Your assignment –
Give again, exactly as written, each line of the material below starting at the line that contains "positive clicks: (1284, 694)" and ending at the line that contains "box: [689, 132, 1287, 387]". Both ends count, and no other line does.

Information provided –
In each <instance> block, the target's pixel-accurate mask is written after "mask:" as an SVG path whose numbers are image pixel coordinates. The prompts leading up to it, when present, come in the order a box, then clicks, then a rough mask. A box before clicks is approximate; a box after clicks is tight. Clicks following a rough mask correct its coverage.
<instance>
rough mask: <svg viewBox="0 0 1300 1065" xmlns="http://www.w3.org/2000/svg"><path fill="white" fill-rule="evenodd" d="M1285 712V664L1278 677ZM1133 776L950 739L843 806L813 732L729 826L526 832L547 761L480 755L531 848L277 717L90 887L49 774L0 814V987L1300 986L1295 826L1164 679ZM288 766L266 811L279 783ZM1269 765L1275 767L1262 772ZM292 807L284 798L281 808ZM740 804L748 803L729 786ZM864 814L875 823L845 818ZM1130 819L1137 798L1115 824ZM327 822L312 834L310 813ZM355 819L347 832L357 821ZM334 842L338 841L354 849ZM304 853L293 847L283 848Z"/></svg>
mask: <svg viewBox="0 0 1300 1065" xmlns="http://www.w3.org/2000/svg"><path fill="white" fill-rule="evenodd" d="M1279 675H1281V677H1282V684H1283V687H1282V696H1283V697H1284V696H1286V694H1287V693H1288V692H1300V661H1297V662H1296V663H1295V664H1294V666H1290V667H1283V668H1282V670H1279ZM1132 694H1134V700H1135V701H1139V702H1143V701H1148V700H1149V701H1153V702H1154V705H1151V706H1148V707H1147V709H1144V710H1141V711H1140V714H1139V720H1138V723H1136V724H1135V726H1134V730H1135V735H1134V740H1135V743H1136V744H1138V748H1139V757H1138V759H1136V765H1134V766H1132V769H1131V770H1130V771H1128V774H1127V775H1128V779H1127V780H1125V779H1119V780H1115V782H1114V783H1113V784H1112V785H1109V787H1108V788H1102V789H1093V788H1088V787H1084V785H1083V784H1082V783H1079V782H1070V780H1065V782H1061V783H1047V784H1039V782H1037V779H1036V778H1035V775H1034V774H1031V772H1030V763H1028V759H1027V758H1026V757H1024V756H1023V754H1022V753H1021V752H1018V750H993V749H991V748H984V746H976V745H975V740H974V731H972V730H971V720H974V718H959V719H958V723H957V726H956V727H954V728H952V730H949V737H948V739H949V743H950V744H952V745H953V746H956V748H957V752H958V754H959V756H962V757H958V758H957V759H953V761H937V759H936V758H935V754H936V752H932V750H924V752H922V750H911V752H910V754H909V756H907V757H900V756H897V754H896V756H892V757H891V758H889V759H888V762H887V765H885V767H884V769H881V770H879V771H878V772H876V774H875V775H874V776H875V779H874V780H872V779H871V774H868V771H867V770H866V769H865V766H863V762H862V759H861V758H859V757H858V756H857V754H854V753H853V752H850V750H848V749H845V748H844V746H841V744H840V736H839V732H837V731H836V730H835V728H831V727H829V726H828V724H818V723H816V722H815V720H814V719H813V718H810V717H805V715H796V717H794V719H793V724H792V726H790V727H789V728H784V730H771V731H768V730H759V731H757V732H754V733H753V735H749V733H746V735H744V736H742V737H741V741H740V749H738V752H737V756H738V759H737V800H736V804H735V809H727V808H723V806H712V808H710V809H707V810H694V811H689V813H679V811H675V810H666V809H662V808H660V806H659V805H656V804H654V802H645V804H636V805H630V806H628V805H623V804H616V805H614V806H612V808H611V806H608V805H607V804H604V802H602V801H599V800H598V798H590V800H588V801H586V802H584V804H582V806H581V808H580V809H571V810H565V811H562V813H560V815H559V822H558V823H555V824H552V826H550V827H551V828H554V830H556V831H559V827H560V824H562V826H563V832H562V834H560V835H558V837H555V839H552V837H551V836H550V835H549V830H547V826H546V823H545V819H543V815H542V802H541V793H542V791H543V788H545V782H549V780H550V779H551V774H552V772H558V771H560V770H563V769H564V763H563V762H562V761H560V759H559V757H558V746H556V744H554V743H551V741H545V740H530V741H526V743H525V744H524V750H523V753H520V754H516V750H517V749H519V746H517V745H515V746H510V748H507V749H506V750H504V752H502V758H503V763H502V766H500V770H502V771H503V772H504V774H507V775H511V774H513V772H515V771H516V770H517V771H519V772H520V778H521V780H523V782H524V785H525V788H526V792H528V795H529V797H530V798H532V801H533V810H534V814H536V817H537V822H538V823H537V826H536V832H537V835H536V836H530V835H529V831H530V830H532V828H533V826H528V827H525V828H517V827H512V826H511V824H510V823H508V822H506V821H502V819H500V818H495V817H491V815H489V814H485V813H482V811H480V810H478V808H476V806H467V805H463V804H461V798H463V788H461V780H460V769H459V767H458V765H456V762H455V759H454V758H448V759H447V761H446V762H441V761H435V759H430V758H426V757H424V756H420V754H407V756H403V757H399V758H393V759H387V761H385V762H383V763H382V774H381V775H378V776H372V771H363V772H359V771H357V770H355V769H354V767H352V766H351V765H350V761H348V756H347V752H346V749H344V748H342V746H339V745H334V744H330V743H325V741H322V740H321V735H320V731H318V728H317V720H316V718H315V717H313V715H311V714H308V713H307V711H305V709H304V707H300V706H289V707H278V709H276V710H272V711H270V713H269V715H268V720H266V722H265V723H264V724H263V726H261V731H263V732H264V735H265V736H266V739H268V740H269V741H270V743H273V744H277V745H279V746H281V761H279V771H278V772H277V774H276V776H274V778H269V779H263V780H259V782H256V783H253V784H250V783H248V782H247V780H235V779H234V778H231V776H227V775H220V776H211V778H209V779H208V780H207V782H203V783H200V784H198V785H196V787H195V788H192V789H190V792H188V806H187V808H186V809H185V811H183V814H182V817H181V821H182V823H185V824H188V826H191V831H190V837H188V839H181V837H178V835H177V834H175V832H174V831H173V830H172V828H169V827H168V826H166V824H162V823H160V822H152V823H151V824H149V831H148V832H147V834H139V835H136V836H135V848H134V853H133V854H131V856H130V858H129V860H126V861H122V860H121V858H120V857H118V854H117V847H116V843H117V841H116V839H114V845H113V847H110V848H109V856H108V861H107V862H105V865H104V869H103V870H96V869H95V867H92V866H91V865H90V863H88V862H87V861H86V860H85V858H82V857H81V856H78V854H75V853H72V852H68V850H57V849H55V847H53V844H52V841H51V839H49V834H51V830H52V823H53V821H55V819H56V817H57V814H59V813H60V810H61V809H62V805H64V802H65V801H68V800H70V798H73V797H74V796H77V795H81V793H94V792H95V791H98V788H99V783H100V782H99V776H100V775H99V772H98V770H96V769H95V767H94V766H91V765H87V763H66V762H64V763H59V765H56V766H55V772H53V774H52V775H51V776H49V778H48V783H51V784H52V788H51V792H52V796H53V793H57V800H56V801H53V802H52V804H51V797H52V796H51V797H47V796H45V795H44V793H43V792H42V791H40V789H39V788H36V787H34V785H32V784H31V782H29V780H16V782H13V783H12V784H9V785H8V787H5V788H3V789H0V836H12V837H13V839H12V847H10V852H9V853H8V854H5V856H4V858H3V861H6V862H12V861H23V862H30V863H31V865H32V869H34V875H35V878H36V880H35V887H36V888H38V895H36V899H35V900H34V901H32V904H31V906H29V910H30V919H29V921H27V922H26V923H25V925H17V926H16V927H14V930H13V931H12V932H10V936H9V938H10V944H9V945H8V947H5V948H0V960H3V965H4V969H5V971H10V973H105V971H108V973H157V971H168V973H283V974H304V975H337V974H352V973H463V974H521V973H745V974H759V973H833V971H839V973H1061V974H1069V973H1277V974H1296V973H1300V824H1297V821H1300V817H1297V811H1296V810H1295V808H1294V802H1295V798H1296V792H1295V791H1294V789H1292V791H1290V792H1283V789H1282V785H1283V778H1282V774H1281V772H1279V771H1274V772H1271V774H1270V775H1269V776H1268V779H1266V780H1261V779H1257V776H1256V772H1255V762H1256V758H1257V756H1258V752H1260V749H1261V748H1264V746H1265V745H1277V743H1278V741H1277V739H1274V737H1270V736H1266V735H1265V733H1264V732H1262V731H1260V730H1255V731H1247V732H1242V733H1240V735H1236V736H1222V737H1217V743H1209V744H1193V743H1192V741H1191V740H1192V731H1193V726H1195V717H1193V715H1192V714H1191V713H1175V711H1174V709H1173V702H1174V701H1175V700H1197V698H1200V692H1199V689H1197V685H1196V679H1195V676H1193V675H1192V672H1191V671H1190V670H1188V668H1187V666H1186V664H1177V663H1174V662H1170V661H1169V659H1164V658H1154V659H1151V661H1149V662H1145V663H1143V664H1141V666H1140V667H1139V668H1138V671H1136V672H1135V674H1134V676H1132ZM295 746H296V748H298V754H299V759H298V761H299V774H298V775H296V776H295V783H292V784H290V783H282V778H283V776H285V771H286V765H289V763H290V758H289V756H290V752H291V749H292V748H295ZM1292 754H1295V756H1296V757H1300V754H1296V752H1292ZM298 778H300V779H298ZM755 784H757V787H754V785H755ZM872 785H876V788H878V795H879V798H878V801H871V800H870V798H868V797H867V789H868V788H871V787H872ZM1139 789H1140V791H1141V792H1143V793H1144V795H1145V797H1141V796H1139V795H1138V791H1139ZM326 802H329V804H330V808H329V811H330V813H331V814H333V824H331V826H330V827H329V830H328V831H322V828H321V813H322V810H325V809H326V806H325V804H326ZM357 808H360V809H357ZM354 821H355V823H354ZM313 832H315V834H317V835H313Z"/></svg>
==
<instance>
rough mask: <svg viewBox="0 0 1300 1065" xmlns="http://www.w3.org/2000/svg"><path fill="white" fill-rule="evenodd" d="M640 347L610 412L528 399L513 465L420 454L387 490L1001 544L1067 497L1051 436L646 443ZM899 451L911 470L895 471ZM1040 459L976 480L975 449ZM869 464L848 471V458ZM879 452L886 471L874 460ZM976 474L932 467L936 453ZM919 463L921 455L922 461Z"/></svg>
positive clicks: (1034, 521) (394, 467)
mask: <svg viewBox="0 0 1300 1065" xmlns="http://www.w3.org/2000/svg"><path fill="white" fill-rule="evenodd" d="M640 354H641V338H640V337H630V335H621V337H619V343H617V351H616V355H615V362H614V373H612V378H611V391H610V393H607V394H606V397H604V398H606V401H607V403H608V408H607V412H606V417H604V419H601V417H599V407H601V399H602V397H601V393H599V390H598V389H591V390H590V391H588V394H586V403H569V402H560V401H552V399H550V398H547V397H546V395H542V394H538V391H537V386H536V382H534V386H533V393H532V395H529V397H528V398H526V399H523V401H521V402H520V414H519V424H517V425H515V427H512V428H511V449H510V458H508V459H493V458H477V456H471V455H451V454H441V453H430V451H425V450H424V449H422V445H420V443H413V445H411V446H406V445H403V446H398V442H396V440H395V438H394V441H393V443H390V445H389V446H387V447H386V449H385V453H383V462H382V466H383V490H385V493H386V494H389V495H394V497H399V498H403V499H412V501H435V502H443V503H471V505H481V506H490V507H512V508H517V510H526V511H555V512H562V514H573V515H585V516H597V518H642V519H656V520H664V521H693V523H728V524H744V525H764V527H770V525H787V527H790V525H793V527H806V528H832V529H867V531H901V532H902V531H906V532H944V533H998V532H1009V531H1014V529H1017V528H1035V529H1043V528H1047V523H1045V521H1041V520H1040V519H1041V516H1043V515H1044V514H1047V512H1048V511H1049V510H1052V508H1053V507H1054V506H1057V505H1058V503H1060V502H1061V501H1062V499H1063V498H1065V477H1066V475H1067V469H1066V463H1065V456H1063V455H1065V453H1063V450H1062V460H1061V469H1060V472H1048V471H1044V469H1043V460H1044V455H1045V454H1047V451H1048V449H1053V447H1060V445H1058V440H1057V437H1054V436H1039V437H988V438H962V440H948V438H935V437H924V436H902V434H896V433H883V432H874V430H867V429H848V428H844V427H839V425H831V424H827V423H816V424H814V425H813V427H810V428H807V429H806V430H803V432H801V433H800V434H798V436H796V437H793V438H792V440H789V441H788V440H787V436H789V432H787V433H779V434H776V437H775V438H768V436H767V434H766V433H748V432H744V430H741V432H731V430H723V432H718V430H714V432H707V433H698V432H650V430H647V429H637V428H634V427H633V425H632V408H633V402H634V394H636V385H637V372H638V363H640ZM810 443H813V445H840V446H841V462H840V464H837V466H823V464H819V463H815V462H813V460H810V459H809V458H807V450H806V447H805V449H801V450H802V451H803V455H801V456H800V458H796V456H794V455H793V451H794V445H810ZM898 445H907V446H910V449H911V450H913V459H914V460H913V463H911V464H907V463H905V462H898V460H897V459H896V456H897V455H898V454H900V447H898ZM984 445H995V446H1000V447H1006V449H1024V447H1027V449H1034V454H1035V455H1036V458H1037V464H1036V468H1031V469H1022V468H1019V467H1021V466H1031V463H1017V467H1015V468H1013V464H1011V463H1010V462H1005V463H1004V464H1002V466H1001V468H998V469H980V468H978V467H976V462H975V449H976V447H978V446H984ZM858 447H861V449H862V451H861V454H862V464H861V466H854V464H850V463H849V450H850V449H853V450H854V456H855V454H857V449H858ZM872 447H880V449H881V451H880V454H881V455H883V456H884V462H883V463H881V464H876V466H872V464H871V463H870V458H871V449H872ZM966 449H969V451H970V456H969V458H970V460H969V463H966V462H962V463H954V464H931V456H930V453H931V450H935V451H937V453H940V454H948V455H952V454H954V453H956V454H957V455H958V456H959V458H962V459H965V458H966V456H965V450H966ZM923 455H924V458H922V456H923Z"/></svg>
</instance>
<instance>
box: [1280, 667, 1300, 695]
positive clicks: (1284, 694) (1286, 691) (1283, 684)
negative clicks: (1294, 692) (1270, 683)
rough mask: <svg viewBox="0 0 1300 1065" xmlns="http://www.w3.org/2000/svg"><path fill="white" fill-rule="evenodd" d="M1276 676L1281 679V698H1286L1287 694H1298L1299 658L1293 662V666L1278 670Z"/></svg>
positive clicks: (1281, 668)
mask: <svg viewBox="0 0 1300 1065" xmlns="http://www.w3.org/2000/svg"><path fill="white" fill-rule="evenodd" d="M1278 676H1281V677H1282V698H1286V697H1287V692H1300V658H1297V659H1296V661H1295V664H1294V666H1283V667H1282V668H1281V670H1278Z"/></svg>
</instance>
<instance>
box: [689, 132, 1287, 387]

Answer to this problem –
positive clicks: (1284, 694) (1286, 691) (1283, 684)
negative clicks: (1294, 692) (1270, 683)
rough mask: <svg viewBox="0 0 1300 1065" xmlns="http://www.w3.org/2000/svg"><path fill="white" fill-rule="evenodd" d="M1276 676L1281 679V698H1286L1287 694H1298L1299 658L1293 662V666L1278 670Z"/></svg>
positive clicks: (1281, 668)
mask: <svg viewBox="0 0 1300 1065" xmlns="http://www.w3.org/2000/svg"><path fill="white" fill-rule="evenodd" d="M1278 676H1281V677H1282V698H1286V697H1287V692H1300V658H1297V659H1296V661H1295V664H1294V666H1283V667H1282V668H1281V670H1278Z"/></svg>
</instance>
<instance>
box: [689, 132, 1287, 387]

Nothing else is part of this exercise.